Extrait du document =>
◇ ◇ ◇ ◇ ◇ ◇ ◇

Samedi 11 : une manifestation, toujours contre cette réforme des retraites - mais peut-on appeler ainsi ce qui sonne décidément comme une cynique régression ? - et voici qu'apparaît dans le cortège parisien une marionnette de la Justice arborée par toute l'équipe du théâtre du Soleil d'A Mnouchkine. Une justice tenant une balance dangereusement déséquilibrée … ce qui est tout dire.

Que cette dernière ainsi que tout son théâtre fut de tous temps engagée, on le savait, et c'est au reste ce qui fait son charme autant que son honneur.

Je l'avais découverte fin des années 70 à la sortie de son film Molière qui m'avait tant bluffé, je m'en souviens encore, qu'à la sortie de la séance je me réengouffrai dans la salle pour une seconde projection - durée 4h, fallait-il que je fusse ébloui - et garde encore vivaces certaines scènes en ma mémoire.

Et le journaliste de relever la banderole portant citation d'Eschyle :

« Lourde est la profération coléreuse des citoyens. Il faudra payer le prix de la malédiction populaire. »

non sans ajouter un « on ne se refait pas » qui je l'avoue m'a quelque peu agacé ! Quoi ? faudrait-il pour flatter la vue basse de mesdames et messieurs les journalistes, la confusion tragique qu'ils perpétuent entre modernité et veule soumission à la pensée commune, de préférence associée à un sabir de manager à la cuistrerie vérolée d'anglicismes libéraux, faudrait-il, dis-je, pour flatter leur suffisance et avoir l'heur de leur complaire plus de trois secondes, renoncer à ce que l'on est, son amour des arts, sa culture et son engagement ? Marx soulignait que l'idéologie dominante était celle de la classe dominante : ceci est vraisemblablement toujours exact sauf à considérer que d'idéologie il n'est même plus ; que platitudes obscènes dominantes.

◇ ◇ ◇ ◇ ◇ ◇ ◇

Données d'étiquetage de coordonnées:
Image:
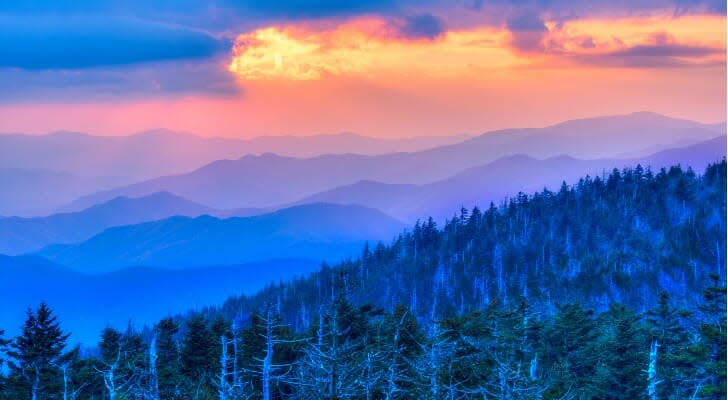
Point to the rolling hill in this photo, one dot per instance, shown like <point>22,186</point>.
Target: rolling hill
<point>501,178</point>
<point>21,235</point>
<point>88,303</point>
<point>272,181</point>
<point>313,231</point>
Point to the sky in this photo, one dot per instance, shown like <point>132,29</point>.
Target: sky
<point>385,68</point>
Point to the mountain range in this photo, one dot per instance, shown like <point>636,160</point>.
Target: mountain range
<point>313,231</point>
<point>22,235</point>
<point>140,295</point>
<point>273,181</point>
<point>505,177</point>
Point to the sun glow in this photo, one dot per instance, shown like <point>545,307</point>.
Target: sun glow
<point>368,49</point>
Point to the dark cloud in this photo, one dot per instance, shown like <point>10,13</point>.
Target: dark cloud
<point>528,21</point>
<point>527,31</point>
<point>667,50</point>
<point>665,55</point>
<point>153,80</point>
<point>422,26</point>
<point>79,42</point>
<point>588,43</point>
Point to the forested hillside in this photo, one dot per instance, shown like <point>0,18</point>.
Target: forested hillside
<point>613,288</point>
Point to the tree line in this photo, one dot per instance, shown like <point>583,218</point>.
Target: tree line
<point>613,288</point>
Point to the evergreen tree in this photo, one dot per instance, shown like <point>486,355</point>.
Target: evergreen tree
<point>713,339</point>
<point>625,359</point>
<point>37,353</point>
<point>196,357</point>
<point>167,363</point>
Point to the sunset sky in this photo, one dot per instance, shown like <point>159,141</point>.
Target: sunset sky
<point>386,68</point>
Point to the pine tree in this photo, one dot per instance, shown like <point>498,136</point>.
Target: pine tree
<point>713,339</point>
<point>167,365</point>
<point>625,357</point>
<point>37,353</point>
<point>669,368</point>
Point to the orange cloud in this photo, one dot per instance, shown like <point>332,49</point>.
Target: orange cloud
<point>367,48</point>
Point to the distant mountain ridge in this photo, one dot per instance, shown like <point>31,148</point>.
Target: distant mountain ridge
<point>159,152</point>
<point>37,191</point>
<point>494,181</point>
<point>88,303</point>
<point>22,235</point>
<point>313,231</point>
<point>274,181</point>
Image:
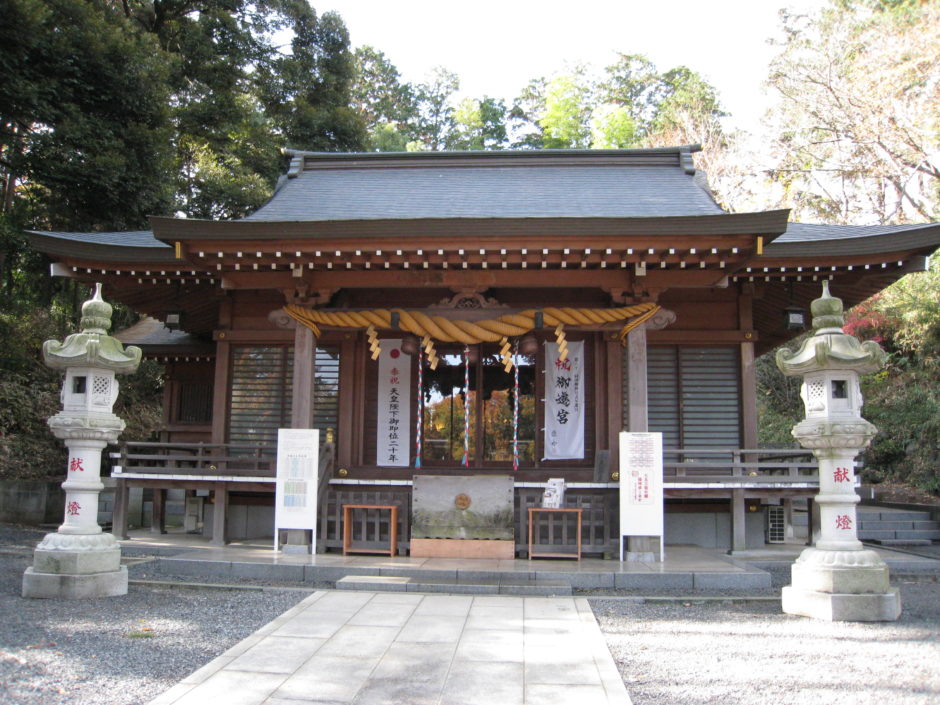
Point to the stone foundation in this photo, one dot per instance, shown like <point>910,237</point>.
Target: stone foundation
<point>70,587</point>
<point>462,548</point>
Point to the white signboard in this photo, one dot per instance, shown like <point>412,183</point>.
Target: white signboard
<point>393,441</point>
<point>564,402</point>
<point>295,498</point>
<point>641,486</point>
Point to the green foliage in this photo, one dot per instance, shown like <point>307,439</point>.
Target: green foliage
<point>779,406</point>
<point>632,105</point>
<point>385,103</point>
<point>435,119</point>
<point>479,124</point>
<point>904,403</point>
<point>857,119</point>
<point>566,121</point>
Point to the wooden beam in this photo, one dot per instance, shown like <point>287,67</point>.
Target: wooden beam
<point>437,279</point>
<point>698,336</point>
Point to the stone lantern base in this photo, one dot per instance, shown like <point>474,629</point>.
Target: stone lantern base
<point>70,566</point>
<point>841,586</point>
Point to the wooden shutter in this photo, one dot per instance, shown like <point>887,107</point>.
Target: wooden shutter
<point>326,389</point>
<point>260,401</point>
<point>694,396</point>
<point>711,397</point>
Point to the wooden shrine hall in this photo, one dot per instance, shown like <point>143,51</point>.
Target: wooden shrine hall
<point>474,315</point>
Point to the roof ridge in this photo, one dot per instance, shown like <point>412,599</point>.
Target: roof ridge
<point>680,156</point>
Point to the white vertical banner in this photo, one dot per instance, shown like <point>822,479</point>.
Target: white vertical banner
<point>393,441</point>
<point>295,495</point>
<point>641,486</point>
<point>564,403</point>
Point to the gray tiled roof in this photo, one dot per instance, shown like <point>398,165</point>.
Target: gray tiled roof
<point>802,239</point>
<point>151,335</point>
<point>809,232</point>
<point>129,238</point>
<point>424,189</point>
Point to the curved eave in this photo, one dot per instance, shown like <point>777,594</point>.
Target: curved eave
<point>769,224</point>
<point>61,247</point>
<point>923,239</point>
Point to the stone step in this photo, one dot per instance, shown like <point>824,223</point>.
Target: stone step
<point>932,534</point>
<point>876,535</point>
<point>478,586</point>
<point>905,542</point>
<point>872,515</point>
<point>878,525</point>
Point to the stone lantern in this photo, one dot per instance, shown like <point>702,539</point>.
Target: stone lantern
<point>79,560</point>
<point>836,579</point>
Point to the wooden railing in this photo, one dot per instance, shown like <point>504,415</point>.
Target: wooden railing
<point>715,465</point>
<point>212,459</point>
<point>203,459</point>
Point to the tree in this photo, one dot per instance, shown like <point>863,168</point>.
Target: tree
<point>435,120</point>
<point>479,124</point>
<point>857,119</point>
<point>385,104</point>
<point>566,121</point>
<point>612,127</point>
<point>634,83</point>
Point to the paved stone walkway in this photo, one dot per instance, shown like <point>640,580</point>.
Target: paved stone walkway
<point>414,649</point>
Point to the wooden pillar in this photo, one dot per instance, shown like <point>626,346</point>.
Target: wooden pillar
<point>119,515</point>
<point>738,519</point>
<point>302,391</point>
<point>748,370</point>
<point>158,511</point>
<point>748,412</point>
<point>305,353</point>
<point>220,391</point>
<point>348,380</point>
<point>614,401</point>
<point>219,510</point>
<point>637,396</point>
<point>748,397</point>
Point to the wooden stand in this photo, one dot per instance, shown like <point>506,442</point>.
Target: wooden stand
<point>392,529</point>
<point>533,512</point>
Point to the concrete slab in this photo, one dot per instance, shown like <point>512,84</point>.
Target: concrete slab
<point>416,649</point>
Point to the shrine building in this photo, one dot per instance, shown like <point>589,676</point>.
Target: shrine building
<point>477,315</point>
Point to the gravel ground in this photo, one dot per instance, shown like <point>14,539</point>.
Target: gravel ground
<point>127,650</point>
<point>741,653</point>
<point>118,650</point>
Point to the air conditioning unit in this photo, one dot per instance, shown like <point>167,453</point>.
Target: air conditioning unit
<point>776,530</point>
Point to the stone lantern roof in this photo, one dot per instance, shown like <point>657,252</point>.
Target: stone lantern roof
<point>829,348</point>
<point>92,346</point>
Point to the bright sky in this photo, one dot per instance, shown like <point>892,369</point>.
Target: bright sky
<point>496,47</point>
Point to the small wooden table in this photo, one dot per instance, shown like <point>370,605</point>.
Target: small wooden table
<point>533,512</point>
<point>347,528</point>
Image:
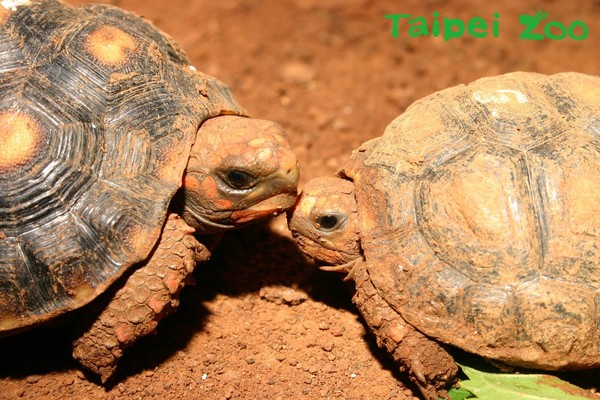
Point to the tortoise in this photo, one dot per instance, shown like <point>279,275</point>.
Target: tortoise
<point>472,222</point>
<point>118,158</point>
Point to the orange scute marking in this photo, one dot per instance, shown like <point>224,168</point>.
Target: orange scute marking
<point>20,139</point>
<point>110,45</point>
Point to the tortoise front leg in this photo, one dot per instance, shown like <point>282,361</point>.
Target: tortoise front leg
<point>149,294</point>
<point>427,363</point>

◇ ◇ ◇ ◇ ◇ ◇ ◇

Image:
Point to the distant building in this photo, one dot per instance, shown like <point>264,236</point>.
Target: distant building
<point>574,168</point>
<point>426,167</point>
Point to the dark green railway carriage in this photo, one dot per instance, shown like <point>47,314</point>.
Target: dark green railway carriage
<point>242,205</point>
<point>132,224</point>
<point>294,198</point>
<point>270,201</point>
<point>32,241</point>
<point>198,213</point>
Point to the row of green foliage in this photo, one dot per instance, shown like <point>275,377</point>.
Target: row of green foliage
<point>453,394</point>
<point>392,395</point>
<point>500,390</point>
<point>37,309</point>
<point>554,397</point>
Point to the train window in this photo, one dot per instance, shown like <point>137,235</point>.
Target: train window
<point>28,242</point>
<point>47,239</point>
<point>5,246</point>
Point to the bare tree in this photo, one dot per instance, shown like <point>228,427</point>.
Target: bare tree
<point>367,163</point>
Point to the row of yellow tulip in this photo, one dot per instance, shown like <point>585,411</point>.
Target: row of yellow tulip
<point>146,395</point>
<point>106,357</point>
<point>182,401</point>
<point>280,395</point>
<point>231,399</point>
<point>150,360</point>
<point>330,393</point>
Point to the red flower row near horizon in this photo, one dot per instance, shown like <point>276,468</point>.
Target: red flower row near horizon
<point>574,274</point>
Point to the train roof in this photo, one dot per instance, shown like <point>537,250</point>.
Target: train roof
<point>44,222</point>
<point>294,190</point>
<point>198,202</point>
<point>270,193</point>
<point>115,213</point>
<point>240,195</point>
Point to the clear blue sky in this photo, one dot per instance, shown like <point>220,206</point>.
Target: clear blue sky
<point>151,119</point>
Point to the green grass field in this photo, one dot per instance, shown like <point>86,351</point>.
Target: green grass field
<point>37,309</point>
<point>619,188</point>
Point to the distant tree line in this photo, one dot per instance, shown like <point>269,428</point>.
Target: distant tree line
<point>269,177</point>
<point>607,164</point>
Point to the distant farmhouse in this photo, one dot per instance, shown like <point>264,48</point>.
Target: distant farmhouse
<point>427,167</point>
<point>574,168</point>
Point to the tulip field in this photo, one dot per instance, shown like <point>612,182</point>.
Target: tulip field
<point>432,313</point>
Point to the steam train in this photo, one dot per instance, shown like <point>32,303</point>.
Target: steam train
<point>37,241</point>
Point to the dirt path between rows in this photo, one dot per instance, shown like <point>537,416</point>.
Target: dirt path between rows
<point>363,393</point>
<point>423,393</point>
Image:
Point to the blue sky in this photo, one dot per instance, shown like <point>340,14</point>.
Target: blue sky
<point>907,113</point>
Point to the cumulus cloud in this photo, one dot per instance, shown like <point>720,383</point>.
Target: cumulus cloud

◇ ◇ ◇ ◇ ◇ ◇ ◇

Tâche demandée 1 => Selon l'extrait, pourquoi l'auteur est-il retourné dans la salle après la séance du film Molière ? Répondez en une à trois phrases.
Tâche demandée 2 => D'après l'extrait, qui portait la marionnette de la Justice dans le cortège parisien ?
Appuyez-vous uniquement sur l'extrait.

Réponse attendue 1 => Le film Molière l'avait tellement impressionné qu'à la sortie de la séance, il est retourné dans la salle pour une seconde projection, malgré ses quatre heures.

Réponse attendue 2 => Toute l'équipe du théâtre du Soleil d'A Mnouchkine.